--- Exercise aim ---
Make a verbatim copy of the entries below; pictures stay out.

--- Data entries ---
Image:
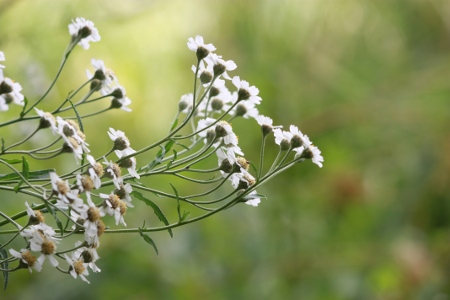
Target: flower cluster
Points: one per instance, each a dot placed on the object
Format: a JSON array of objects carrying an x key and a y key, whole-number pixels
[
  {"x": 97, "y": 190},
  {"x": 9, "y": 90}
]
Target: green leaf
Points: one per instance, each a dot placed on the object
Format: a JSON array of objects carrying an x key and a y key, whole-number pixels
[
  {"x": 78, "y": 116},
  {"x": 183, "y": 217},
  {"x": 17, "y": 187},
  {"x": 253, "y": 196},
  {"x": 4, "y": 255},
  {"x": 58, "y": 222},
  {"x": 253, "y": 167},
  {"x": 173, "y": 159},
  {"x": 22, "y": 113},
  {"x": 40, "y": 174},
  {"x": 12, "y": 161},
  {"x": 158, "y": 212},
  {"x": 25, "y": 167},
  {"x": 149, "y": 240},
  {"x": 174, "y": 124}
]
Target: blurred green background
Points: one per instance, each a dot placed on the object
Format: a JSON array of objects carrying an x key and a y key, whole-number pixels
[{"x": 368, "y": 81}]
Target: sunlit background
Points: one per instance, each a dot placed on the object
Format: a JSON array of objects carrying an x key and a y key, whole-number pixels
[{"x": 368, "y": 81}]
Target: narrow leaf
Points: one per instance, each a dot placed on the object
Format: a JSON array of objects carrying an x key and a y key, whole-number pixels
[
  {"x": 78, "y": 116},
  {"x": 158, "y": 212},
  {"x": 149, "y": 240},
  {"x": 254, "y": 196},
  {"x": 174, "y": 124},
  {"x": 17, "y": 187},
  {"x": 58, "y": 222},
  {"x": 22, "y": 113},
  {"x": 40, "y": 174},
  {"x": 12, "y": 161},
  {"x": 25, "y": 167},
  {"x": 4, "y": 255}
]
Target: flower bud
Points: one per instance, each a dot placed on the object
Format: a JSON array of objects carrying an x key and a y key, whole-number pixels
[
  {"x": 240, "y": 110},
  {"x": 202, "y": 53},
  {"x": 285, "y": 145},
  {"x": 214, "y": 91},
  {"x": 243, "y": 94},
  {"x": 216, "y": 104},
  {"x": 205, "y": 77},
  {"x": 296, "y": 141}
]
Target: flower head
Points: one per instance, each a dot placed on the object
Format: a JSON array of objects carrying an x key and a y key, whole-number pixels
[
  {"x": 245, "y": 91},
  {"x": 103, "y": 79},
  {"x": 27, "y": 259},
  {"x": 220, "y": 66},
  {"x": 77, "y": 267},
  {"x": 2, "y": 58},
  {"x": 84, "y": 31},
  {"x": 9, "y": 92},
  {"x": 199, "y": 47},
  {"x": 120, "y": 99}
]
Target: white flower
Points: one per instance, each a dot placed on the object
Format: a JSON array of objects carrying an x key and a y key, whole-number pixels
[
  {"x": 89, "y": 256},
  {"x": 186, "y": 103},
  {"x": 113, "y": 206},
  {"x": 243, "y": 176},
  {"x": 204, "y": 73},
  {"x": 120, "y": 99},
  {"x": 47, "y": 120},
  {"x": 95, "y": 171},
  {"x": 124, "y": 193},
  {"x": 121, "y": 142},
  {"x": 245, "y": 109},
  {"x": 44, "y": 245},
  {"x": 245, "y": 91},
  {"x": 113, "y": 171},
  {"x": 263, "y": 120},
  {"x": 77, "y": 268},
  {"x": 40, "y": 228},
  {"x": 132, "y": 168},
  {"x": 204, "y": 123},
  {"x": 85, "y": 29},
  {"x": 199, "y": 47},
  {"x": 220, "y": 66},
  {"x": 224, "y": 130},
  {"x": 194, "y": 44},
  {"x": 224, "y": 153},
  {"x": 282, "y": 135},
  {"x": 105, "y": 76},
  {"x": 88, "y": 217},
  {"x": 254, "y": 201},
  {"x": 66, "y": 196},
  {"x": 27, "y": 258},
  {"x": 9, "y": 92},
  {"x": 73, "y": 137},
  {"x": 2, "y": 58}
]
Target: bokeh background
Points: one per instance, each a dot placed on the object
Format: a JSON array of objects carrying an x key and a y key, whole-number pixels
[{"x": 368, "y": 81}]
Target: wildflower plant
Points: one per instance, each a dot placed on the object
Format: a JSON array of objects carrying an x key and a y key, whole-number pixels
[{"x": 94, "y": 198}]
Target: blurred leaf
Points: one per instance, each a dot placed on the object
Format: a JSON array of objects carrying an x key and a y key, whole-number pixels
[
  {"x": 12, "y": 161},
  {"x": 25, "y": 167},
  {"x": 4, "y": 255},
  {"x": 156, "y": 209},
  {"x": 174, "y": 124},
  {"x": 22, "y": 113},
  {"x": 183, "y": 217},
  {"x": 149, "y": 240},
  {"x": 52, "y": 211},
  {"x": 17, "y": 187},
  {"x": 40, "y": 174}
]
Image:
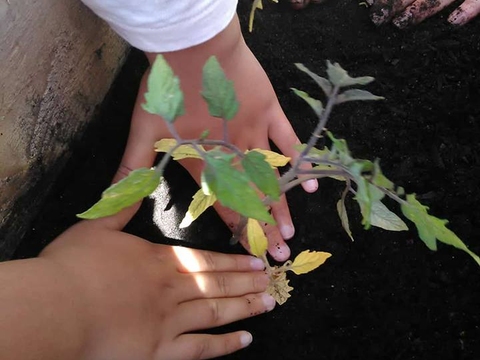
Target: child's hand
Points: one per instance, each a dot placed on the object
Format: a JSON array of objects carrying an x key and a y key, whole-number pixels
[
  {"x": 139, "y": 300},
  {"x": 260, "y": 118},
  {"x": 404, "y": 13}
]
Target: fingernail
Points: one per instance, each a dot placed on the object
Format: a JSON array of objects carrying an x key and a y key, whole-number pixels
[
  {"x": 246, "y": 339},
  {"x": 287, "y": 231},
  {"x": 268, "y": 301},
  {"x": 281, "y": 252},
  {"x": 310, "y": 185},
  {"x": 257, "y": 264},
  {"x": 457, "y": 17},
  {"x": 403, "y": 21}
]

--- Output for this exercise ---
Image:
Target: flower cluster
Points: one per instance, each a dot placed on the object
Format: a JSON array of objects carrying an x key and a y key, whole-number pixels
[
  {"x": 97, "y": 190},
  {"x": 9, "y": 90}
]
Target: green leaf
Points: one per instance, each a dot placed on the object
Format: a JSON array of objects carrying an x key and a y key, whole-number pixels
[
  {"x": 78, "y": 116},
  {"x": 183, "y": 217},
  {"x": 17, "y": 187},
  {"x": 253, "y": 196},
  {"x": 4, "y": 255},
  {"x": 58, "y": 222},
  {"x": 253, "y": 167},
  {"x": 173, "y": 159},
  {"x": 22, "y": 113},
  {"x": 40, "y": 174},
  {"x": 12, "y": 161},
  {"x": 158, "y": 212},
  {"x": 25, "y": 167},
  {"x": 149, "y": 240},
  {"x": 174, "y": 124}
]
Target: blurred green background
Points: one per instance, each a dot placed on the object
Format: a JSON array of objects carrying an x key and a y key, whole-number pixels
[{"x": 368, "y": 81}]
Target: sunlit background
Points: one per instance, each a dot placed on the object
Format: a JSON array of objects carrying an x key and a y key, whole-number pixels
[{"x": 368, "y": 81}]
Target: narrow leaf
Points: one per instance, each a dot placed on the object
Format: a JSON array of objects carrying an x key and a y key, whole-number pixels
[
  {"x": 78, "y": 116},
  {"x": 158, "y": 212},
  {"x": 149, "y": 240},
  {"x": 254, "y": 196},
  {"x": 174, "y": 124},
  {"x": 17, "y": 187},
  {"x": 58, "y": 222},
  {"x": 22, "y": 113},
  {"x": 40, "y": 174},
  {"x": 12, "y": 161},
  {"x": 25, "y": 167},
  {"x": 4, "y": 255}
]
Target: flower bud
Points: one per instance, each a dot placed on the object
Format: a JSON array of objects carrying an x key and a y key, whole-number pixels
[
  {"x": 240, "y": 110},
  {"x": 202, "y": 53},
  {"x": 285, "y": 145},
  {"x": 214, "y": 91},
  {"x": 243, "y": 94},
  {"x": 216, "y": 104},
  {"x": 205, "y": 77},
  {"x": 296, "y": 141}
]
Target: flower head
Points: one per instance, each a dot placed on the object
Format: a JSON array of objects carrying an x key and a y key, whole-number pixels
[
  {"x": 245, "y": 91},
  {"x": 103, "y": 79},
  {"x": 27, "y": 259},
  {"x": 220, "y": 66},
  {"x": 77, "y": 267},
  {"x": 2, "y": 58},
  {"x": 84, "y": 31},
  {"x": 9, "y": 92},
  {"x": 199, "y": 47},
  {"x": 120, "y": 99}
]
Target: white flower
Points: one per instance, each a dot placed on the object
Format: a JSON array of objects carrying an x key and a y key, whole-number pixels
[
  {"x": 89, "y": 256},
  {"x": 186, "y": 103},
  {"x": 113, "y": 206},
  {"x": 243, "y": 176},
  {"x": 204, "y": 73},
  {"x": 120, "y": 99},
  {"x": 47, "y": 120},
  {"x": 95, "y": 171},
  {"x": 124, "y": 193},
  {"x": 121, "y": 142},
  {"x": 245, "y": 109},
  {"x": 44, "y": 245},
  {"x": 245, "y": 91},
  {"x": 113, "y": 171},
  {"x": 263, "y": 120},
  {"x": 77, "y": 268},
  {"x": 40, "y": 228},
  {"x": 132, "y": 168},
  {"x": 204, "y": 123},
  {"x": 85, "y": 29},
  {"x": 199, "y": 47},
  {"x": 220, "y": 66},
  {"x": 224, "y": 130},
  {"x": 194, "y": 44},
  {"x": 224, "y": 153},
  {"x": 282, "y": 135},
  {"x": 105, "y": 76},
  {"x": 88, "y": 217},
  {"x": 254, "y": 201},
  {"x": 66, "y": 196},
  {"x": 27, "y": 258},
  {"x": 9, "y": 92},
  {"x": 73, "y": 137},
  {"x": 2, "y": 58}
]
Target: bokeh background
Points: one per instance, each a dot placed on the object
Format: a JSON array of objects carrying an x key and a y key, whole-number pixels
[{"x": 368, "y": 81}]
Target: wildflower plant
Points: one per instance, each a dot placed on the object
Format: a JSON array of objects carrying an x key and a y key, whole-number pixels
[{"x": 94, "y": 198}]
Target: blurred leaf
Points: one per instance, each a dot placed on the object
Format: a JSON array of objects carrying an x key and a y key, whole-number pixels
[
  {"x": 12, "y": 161},
  {"x": 25, "y": 167},
  {"x": 4, "y": 255},
  {"x": 156, "y": 209},
  {"x": 174, "y": 124},
  {"x": 22, "y": 113},
  {"x": 183, "y": 217},
  {"x": 149, "y": 240},
  {"x": 52, "y": 211},
  {"x": 17, "y": 187},
  {"x": 40, "y": 174}
]
Image:
Target: child's hand
Points: one per instance, each a dot placed on the object
Format: a JSON array of objects carrying an x key and a y key, whole-number pixels
[
  {"x": 139, "y": 300},
  {"x": 260, "y": 118},
  {"x": 404, "y": 13}
]
Target: fingernail
Points: one per instance, each a dot placed on the object
Format: a JSON array of objects carrying an x key and a y key, whole-number pixels
[
  {"x": 246, "y": 339},
  {"x": 287, "y": 231},
  {"x": 268, "y": 301},
  {"x": 281, "y": 252},
  {"x": 310, "y": 185},
  {"x": 257, "y": 264},
  {"x": 457, "y": 17},
  {"x": 403, "y": 21}
]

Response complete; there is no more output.